> Estratto della pagina
Tuttavia anche i protocolli unici e generalisti possono essere declinati e piegati sulle differenze, non sul “genere”, in conseguenza di quanto si decide nella contrattazione fra medico/paziente. Si può anche arrivare a star fuori dai protocolli, a fasi alterne anche entrare e uscire, ecc., istituendo così un protocollo “sensibile” alla relazione medico/paziente e all’efficacia terapeutica, e non per questo meno scientifico, anzi. Nelle scienze del vivente, scientificità è dire il percorso, affinché diventi metodo, non pura biografia.

 

– Nelle scienze del vivente, abbiamo assunto il primato della soggettività e della pratica di relazione con tutto ciò che questo comporta, effetto placebo/nocebo compreso, uno dei primi e più importanti effetti di una relazione terapeutica.

Ricordo a questo proposito gli importanti studi e sperimentazioni che il prof. Fabrizio Benedetti (docente di Fisiologia all’Università di Torino e consultant al National Institute of Health a Bethesda e alla Mind Brain Behavior Initiative della Harvard University), conduce da anni sull’effetto placebo e sulle reazioni neurochimiche che portano alla liberazione di mediatori scatenate da stati emotivi – è noto che le emozioni agiscono sul corpo.

> Dati estratti
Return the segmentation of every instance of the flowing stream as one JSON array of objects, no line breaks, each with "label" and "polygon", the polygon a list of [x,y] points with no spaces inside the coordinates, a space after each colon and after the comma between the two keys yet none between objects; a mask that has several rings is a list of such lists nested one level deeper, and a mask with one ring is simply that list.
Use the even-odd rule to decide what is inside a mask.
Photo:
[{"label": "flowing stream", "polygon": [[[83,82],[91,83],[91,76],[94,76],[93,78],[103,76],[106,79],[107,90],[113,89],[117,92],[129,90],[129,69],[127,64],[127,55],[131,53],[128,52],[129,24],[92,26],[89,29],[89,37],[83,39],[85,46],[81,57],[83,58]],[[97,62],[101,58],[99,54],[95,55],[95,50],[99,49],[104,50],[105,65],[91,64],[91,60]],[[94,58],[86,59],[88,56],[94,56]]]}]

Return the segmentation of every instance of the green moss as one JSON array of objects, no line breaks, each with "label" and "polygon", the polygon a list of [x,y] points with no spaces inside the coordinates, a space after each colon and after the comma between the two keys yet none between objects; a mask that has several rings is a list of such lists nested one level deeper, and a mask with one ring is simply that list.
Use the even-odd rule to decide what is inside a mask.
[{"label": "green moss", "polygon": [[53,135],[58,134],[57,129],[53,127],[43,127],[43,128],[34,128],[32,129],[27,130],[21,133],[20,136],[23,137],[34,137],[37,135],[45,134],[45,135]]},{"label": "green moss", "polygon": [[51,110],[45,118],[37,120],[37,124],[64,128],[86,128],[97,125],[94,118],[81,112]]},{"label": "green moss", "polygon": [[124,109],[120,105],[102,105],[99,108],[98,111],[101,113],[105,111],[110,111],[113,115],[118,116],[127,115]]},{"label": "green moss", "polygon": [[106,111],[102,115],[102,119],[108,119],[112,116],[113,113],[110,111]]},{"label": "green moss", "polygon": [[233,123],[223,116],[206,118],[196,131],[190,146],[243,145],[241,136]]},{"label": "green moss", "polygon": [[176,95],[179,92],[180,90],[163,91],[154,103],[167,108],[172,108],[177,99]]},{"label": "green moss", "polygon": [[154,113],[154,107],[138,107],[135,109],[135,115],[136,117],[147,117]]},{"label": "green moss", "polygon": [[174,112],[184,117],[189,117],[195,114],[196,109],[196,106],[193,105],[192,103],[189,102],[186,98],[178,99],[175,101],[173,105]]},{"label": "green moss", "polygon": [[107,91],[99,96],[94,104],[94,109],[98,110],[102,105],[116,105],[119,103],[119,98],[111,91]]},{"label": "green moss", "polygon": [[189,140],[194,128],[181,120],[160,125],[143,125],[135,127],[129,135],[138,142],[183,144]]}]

> Azioni da svolgere
**A)** Secondo l'estratto, in quale università insegna Fisiologia il prof. Fabrizio Benedetti?
**B)** Cita dall'estratto il tratto che va da "Ricordo a questo" fino a "agiscono sul corpo.".
**C)** Quali istituzioni collegate al prof. Fabrizio Benedetti nomina l'estratto?
Per rispondere basati soltanto sull'estratto.

> Risposte scritte
**A)** All'Università di Torino.

**B)**
Ricordo a questo proposito gli importanti studi e sperimentazioni che il prof. Fabrizio Benedetti (docente di Fisiologia all’Università di Torino e consultant al National Institute of Health a Bethesda e alla Mind Brain Behavior Initiative della Harvard University), conduce da anni sull’effetto placebo e sulle reazioni neurochimiche che portano alla liberazione di mediatori scatenate da stati emotivi – è noto che le emozioni agiscono sul corpo.

**C)**
- Università di Torino
- National Institute of Health a Bethesda
- Mind Brain Behavior Initiative della Harvard University